● What you need to do:
Turn the stretch of entries from the very start through the line containing "[343,172,673,426]" into a Markdown table with two columns, Row and Line. Give each line its own numbered row, and leave out any blank lines.

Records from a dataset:
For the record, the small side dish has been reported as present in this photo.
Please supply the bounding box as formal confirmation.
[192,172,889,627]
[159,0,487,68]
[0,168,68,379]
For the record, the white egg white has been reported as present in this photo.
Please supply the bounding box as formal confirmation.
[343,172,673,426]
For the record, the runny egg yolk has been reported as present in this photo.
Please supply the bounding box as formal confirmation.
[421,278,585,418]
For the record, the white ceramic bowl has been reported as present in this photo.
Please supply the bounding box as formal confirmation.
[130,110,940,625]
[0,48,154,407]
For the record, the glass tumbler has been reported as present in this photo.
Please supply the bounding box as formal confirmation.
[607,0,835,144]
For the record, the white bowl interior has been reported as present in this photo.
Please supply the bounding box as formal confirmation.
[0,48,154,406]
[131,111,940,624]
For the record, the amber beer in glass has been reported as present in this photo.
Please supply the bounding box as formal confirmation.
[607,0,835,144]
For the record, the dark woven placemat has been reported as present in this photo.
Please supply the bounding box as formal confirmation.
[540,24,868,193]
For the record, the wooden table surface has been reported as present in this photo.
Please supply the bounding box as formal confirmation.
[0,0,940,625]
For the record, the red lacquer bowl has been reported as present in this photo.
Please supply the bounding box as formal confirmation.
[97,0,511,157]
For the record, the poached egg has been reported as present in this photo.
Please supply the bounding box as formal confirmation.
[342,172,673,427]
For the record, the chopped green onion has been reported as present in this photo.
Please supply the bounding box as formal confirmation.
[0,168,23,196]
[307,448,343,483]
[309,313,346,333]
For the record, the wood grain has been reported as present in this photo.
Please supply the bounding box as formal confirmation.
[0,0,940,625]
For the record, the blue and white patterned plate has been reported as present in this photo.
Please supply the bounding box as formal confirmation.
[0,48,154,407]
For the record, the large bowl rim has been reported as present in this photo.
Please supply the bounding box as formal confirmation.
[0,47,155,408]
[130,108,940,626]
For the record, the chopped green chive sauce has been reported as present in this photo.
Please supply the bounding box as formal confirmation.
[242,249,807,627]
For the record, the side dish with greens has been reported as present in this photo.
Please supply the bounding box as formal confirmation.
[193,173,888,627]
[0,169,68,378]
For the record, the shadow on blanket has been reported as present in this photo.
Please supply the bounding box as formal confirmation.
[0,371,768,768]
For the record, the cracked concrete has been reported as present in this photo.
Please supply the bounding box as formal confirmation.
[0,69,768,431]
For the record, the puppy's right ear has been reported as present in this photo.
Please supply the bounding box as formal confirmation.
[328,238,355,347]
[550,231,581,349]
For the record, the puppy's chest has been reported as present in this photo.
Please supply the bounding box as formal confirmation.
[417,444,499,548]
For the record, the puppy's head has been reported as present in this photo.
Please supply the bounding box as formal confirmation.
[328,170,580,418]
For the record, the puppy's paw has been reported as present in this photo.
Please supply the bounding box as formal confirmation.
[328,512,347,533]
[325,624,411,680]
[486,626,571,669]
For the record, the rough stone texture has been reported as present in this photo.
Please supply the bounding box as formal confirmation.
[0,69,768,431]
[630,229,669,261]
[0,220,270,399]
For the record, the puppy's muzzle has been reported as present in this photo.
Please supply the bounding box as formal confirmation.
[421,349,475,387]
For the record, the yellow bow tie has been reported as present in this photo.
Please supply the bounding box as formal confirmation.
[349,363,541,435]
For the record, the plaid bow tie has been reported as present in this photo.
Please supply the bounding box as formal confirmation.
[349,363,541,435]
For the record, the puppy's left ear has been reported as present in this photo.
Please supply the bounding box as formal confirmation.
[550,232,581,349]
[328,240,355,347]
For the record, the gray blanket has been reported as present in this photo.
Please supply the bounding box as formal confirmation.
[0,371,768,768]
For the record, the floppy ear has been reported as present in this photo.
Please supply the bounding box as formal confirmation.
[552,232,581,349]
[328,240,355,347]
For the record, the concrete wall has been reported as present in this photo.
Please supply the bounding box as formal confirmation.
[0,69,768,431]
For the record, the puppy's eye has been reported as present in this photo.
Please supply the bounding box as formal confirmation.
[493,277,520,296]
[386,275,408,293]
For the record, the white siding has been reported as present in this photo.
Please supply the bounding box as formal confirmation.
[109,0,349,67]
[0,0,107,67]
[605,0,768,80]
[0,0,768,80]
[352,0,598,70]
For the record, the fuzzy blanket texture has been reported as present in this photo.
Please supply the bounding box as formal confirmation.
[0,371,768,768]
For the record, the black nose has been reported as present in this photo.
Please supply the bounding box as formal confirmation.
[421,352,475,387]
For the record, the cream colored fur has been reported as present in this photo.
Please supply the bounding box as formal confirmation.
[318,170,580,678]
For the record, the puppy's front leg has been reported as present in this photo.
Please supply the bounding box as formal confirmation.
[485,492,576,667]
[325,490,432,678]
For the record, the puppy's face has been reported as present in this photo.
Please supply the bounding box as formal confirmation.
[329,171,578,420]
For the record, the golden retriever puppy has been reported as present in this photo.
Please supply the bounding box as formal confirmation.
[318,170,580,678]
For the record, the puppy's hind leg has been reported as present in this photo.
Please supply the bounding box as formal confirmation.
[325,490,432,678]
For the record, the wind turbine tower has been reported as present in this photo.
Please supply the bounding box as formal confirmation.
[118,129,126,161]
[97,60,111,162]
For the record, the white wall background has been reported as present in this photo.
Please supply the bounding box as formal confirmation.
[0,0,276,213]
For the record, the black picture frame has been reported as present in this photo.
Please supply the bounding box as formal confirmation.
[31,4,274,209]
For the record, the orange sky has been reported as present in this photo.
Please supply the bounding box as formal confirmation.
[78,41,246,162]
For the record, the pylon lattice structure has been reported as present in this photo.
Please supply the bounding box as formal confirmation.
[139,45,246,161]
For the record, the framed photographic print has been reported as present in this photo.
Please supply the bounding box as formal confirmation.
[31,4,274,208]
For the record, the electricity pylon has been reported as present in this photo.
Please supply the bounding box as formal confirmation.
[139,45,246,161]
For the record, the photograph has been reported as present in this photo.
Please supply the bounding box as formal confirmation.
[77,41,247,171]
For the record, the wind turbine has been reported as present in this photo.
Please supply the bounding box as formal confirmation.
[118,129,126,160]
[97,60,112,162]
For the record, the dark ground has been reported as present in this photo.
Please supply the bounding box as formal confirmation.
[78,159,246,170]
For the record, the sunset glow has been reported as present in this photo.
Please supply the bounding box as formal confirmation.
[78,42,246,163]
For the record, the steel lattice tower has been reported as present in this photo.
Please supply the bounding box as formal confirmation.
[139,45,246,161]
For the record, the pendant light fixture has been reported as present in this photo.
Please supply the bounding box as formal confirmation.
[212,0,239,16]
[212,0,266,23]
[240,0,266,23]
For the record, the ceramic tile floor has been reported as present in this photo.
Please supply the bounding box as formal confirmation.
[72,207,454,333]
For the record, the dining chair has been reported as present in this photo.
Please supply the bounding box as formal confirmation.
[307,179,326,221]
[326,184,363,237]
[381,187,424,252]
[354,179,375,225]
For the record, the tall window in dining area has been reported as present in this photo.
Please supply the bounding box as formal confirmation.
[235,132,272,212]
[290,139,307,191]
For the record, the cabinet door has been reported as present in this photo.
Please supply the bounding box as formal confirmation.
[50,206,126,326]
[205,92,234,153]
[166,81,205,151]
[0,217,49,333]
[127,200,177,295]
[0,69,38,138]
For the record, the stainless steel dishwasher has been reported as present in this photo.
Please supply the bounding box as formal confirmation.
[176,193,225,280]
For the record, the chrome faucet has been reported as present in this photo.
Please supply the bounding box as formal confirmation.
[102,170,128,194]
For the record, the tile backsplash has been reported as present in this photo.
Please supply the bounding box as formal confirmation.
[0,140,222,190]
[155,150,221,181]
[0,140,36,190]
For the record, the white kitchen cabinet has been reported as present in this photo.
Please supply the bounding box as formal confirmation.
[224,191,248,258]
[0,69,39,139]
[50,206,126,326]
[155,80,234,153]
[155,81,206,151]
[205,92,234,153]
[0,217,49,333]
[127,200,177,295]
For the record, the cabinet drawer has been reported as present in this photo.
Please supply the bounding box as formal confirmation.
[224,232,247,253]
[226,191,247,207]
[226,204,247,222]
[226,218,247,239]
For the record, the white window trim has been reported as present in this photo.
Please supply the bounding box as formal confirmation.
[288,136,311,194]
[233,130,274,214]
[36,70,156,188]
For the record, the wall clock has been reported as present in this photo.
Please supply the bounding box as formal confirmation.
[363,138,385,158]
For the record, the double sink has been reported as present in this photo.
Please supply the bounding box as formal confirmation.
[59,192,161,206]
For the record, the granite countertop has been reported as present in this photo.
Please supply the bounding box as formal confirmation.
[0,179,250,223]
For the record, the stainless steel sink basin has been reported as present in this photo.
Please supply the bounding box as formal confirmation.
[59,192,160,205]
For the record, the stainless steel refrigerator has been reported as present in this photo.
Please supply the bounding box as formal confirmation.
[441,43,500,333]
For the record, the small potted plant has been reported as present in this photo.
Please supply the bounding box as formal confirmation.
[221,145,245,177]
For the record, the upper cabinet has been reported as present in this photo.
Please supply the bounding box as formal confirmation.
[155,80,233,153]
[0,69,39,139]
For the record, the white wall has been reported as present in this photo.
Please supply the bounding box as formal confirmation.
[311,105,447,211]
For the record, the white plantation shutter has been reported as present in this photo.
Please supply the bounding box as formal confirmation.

● Problem solution:
| Row | Line |
|---|---|
| 1 | For the record, the small side dish has been reported as present in this photo. |
| 2 | Please supply the bounding box as formal confirmation. |
| 3 | [192,172,889,627] |
| 4 | [159,0,487,68] |
| 5 | [0,168,68,379] |
| 6 | For the record, the white egg white has been reported as present in this photo. |
| 7 | Please supply the bounding box as formal confirmation. |
| 8 | [343,172,673,426] |